*Problem requirements*
Please copy the stretch of the perf patch description below from "This patch updates" through "regard to namespaces." word for word.

*Reading text*
◆ ◆ ◆ ◆ ◆

This patch updates perf tool to examine PERF_RECORD_NAMESPACES events
emitted by the kernel when fork, clone, setns or unshare are invoked.
Also, it synthesizes PERF_RECORD_NAMESPACES events for processes that
were running prior to invocation of perf record, the data for which
is taken from /proc/$PID/ns. These changes make way for analyzing
events with regard to namespaces.

Signed-off-by: Hari Bathini <hbathini@linux.vnet.ibm.com>
---

Changes from v2:
* Don't synthesize namespace events when "--namespaces" is not
  specified with perf-record.


 tools/include/uapi/linux/perf_event.h |   27 +++++++
 tools/perf/builtin-annotate.c         |    1 
 tools/perf/builtin-diff.c             |    1 
 tools/perf/builtin-inject.c           |   14 ++++
 tools/perf/builtin-kmem.c             |    1 
 tools/perf/builtin-kvm.c              |    2 +
 tools/perf/builtin-lock.c             |    1 
 tools/perf/builtin-mem.c              |    1 
 tools/perf/builtin-record.c           |   33 ++++++++-
 tools/perf/builtin-report.c           |    1 
 tools/perf/builtin-sched.c            |    1 
 tools/perf/builtin-script.c           |   41 +++++++++++
 tools/perf/builtin-trace.c            |    3 +
 tools/perf/perf.h                     |    1 
 tools/perf/util/Build                 |    1 
 tools/perf/util/data-convert-bt.c     |    2 +
 tools/perf/util/event.c               |  127 +++++++++++++++++++++++++++++++--
 tools/perf/util/event.h               |   19 +++++
 tools/perf/util/evsel.c               |    3 +
 tools/perf/util/machine.c             |   25 ++++++
 tools/perf/util/machine.h             |    3 +
 tools/perf/util/namespaces.c          |   28 +++++++
 tools/perf/util/namespaces.h          |   19 +++++
 tools/perf/util/session.c             |    7 ++
 tools/perf/util/thread.c              |   44 +++++++++++
 tools/perf/util/thread.h              |    6 ++
 tools/perf/util/tool.h                |    2 +
 27 files changed, 400 insertions(+), 14 deletions(-)

◆ ◆ ◆ ◆ ◆

*Dataset content*

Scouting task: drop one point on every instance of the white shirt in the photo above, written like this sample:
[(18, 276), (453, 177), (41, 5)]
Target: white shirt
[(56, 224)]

◆ ◆ ◆ ◆ ◆

*Completed exercise*
This patch updates perf tool to examine PERF_RECORD_NAMESPACES events
emitted by the kernel when fork, clone, setns or unshare are invoked.
Also, it synthesizes PERF_RECORD_NAMESPACES events for processes that
were running prior to invocation of perf record, the data for which
is taken from /proc/$PID/ns. These changes make way for analyzing
events with regard to namespaces.